About this exercise
Express the records as a JSON list of strings, one string per line with blank lines omitted, running from the start of the records up to and including the line with "positive clicks: (14, 284) (64, 383) (0, 382)". Leave the pictures out of the answer.

Entries taken from a collection
__________________________________________________
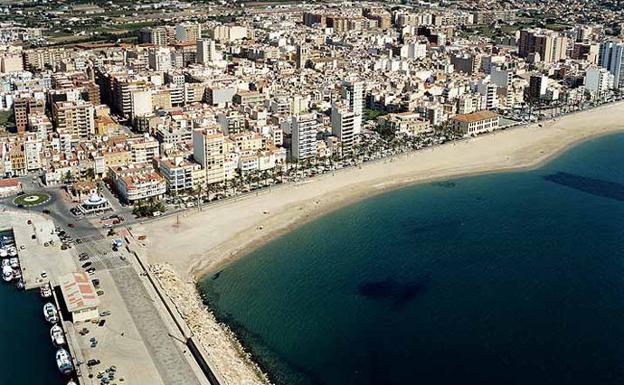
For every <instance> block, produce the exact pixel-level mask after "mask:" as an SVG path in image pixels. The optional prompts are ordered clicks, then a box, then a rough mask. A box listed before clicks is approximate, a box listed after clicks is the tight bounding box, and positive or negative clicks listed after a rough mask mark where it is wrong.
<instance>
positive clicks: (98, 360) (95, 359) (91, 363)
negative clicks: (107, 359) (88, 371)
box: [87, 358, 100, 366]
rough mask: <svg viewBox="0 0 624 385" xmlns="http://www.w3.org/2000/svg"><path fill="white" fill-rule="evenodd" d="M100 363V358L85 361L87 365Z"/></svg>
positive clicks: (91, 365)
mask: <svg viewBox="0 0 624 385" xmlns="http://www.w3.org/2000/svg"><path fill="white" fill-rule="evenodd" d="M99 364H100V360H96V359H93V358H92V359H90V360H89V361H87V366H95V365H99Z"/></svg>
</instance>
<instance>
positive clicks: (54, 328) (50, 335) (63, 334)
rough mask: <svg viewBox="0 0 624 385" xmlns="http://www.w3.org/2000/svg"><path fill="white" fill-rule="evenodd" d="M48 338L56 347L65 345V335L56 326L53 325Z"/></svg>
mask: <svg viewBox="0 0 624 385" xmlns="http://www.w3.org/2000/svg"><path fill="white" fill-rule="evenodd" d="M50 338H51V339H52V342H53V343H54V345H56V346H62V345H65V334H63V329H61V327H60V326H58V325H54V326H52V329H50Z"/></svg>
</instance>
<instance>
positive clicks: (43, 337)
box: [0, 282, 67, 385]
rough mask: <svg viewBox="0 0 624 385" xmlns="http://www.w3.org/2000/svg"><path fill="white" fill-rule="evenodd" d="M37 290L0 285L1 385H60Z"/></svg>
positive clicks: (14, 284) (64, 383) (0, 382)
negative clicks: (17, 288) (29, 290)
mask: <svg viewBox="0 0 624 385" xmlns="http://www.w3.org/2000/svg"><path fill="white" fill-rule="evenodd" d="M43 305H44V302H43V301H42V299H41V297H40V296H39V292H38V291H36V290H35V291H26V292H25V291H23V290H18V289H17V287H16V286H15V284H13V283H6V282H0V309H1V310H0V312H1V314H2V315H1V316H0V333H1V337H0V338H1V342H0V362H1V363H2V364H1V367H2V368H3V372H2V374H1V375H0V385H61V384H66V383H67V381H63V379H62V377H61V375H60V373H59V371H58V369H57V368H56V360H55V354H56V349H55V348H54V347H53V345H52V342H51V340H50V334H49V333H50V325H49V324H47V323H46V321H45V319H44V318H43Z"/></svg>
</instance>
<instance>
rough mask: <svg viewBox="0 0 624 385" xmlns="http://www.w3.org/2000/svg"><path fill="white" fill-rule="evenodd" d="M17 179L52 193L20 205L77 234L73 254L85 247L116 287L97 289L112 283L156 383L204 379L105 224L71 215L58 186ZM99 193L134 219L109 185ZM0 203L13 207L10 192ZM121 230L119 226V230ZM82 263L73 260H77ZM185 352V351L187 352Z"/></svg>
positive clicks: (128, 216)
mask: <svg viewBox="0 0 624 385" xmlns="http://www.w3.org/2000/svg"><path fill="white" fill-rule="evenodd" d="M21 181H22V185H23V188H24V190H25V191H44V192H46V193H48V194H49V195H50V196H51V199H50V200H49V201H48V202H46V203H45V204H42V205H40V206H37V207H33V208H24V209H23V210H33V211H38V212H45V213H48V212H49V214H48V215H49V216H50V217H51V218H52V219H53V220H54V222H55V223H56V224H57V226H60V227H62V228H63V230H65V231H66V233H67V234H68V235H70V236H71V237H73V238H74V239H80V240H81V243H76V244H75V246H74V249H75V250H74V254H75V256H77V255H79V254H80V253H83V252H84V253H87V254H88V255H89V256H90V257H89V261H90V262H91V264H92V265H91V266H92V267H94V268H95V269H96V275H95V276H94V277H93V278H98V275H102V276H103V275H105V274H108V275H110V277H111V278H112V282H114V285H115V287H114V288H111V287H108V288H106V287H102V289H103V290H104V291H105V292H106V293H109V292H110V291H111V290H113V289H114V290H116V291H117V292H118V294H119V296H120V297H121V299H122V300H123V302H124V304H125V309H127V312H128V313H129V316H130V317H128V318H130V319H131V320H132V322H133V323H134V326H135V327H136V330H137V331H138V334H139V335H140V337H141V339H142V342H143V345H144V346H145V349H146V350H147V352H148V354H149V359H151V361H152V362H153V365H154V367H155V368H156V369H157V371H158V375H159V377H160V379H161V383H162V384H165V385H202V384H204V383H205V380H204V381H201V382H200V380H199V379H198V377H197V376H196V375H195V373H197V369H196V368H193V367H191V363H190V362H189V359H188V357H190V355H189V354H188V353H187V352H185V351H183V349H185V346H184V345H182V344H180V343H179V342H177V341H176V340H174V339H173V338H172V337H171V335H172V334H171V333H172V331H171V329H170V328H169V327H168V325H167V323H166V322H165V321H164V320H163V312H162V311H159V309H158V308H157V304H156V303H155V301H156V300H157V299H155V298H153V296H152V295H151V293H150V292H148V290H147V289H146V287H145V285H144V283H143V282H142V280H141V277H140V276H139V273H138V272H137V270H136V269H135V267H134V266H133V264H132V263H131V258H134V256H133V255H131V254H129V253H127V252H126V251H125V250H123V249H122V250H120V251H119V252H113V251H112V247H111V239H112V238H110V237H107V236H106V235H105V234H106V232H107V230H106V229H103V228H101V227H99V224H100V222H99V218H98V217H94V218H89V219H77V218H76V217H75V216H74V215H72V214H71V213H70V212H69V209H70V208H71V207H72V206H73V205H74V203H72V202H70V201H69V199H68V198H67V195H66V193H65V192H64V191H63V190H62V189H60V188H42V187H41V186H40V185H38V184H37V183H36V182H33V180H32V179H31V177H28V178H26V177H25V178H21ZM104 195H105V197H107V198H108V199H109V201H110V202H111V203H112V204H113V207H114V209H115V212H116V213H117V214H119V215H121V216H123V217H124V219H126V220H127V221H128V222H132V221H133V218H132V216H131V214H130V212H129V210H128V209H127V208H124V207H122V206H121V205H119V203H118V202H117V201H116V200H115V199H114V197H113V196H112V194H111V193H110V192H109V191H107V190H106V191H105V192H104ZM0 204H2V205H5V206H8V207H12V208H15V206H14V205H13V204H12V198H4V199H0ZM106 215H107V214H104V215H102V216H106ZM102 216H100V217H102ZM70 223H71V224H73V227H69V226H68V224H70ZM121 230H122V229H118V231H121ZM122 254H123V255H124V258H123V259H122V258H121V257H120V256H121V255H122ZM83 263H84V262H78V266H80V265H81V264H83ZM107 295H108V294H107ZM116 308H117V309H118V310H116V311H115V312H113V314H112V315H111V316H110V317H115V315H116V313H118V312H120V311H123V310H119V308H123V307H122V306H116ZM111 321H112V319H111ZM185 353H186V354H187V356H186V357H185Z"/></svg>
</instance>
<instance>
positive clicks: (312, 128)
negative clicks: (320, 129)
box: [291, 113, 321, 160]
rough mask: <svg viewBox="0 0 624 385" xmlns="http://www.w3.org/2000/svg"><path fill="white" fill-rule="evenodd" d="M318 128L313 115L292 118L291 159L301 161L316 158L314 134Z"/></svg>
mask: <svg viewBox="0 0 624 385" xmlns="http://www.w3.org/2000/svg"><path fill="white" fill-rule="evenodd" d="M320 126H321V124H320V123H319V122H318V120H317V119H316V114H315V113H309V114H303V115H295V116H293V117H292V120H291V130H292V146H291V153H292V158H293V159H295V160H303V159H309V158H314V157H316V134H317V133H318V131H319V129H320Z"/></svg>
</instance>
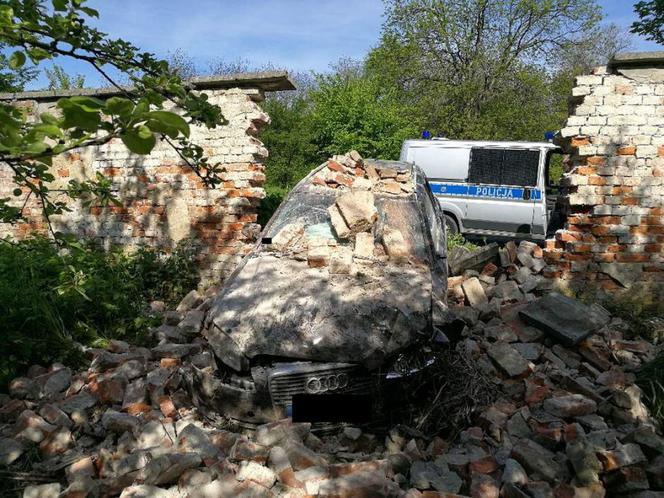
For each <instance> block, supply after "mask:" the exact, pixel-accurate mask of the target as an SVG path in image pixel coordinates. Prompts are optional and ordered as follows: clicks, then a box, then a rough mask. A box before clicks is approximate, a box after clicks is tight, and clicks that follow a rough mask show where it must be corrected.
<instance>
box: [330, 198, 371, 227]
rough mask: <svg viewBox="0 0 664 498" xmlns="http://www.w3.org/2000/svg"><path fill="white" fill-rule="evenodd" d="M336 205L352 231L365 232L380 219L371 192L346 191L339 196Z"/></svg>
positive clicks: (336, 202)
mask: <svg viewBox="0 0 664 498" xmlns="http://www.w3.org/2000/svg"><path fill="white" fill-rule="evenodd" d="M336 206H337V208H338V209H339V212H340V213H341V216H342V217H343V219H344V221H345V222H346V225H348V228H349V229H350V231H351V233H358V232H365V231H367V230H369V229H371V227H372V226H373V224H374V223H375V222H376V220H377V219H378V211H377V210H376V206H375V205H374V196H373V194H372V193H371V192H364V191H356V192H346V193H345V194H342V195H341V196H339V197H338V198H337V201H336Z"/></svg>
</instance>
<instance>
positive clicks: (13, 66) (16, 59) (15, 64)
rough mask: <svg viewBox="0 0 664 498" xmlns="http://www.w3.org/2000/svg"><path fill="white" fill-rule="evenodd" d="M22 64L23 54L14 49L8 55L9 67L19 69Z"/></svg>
__________________________________________________
Solution to this problem
[
  "For every <instance> block, produce the exact pixel-level mask after \"mask:\" as an SVG path in image pixels. The optional prompts are ordered clicks, then a box, then a rough mask. A box listed before clicks is approximate, a box listed after clicks is the tight bounding box, and positive or negative clicks listed after a rough mask mark where it is wrong.",
  "<instance>",
  "positive clicks: (98, 360) (95, 359) (91, 363)",
  "negative clicks: (107, 359) (88, 371)",
  "box: [87, 358, 100, 366]",
  "rough mask: <svg viewBox=\"0 0 624 385\" xmlns=\"http://www.w3.org/2000/svg\"><path fill=\"white\" fill-rule=\"evenodd\" d=\"M100 363V358L85 361L87 365Z\"/></svg>",
  "positive clicks: (91, 365)",
  "mask: <svg viewBox=\"0 0 624 385\" xmlns=\"http://www.w3.org/2000/svg\"><path fill=\"white\" fill-rule=\"evenodd\" d=\"M99 364H100V360H96V359H93V358H92V359H90V360H89V361H87V366H95V365H99Z\"/></svg>",
  "</instance>",
  "<instance>",
  "positive clicks: (54, 328) (50, 335) (63, 334)",
  "rough mask: <svg viewBox=\"0 0 624 385\" xmlns=\"http://www.w3.org/2000/svg\"><path fill=\"white\" fill-rule=\"evenodd\" d=\"M48 338L56 347L65 345V335L56 326L53 325Z\"/></svg>",
  "mask: <svg viewBox=\"0 0 624 385\" xmlns=\"http://www.w3.org/2000/svg\"><path fill=\"white\" fill-rule=\"evenodd\" d=\"M50 338H51V339H52V342H53V343H54V345H56V346H62V345H65V334H63V329H61V327H60V326H58V325H54V326H52V329H50Z\"/></svg>",
  "</instance>",
  "<instance>",
  "positive clicks: (43, 337)",
  "box: [0, 282, 67, 385]",
  "rough mask: <svg viewBox=\"0 0 624 385\" xmlns=\"http://www.w3.org/2000/svg\"><path fill=\"white\" fill-rule=\"evenodd\" d=\"M37 290L0 285L1 385H60Z\"/></svg>",
  "positive clicks: (14, 284) (64, 383) (0, 382)"
]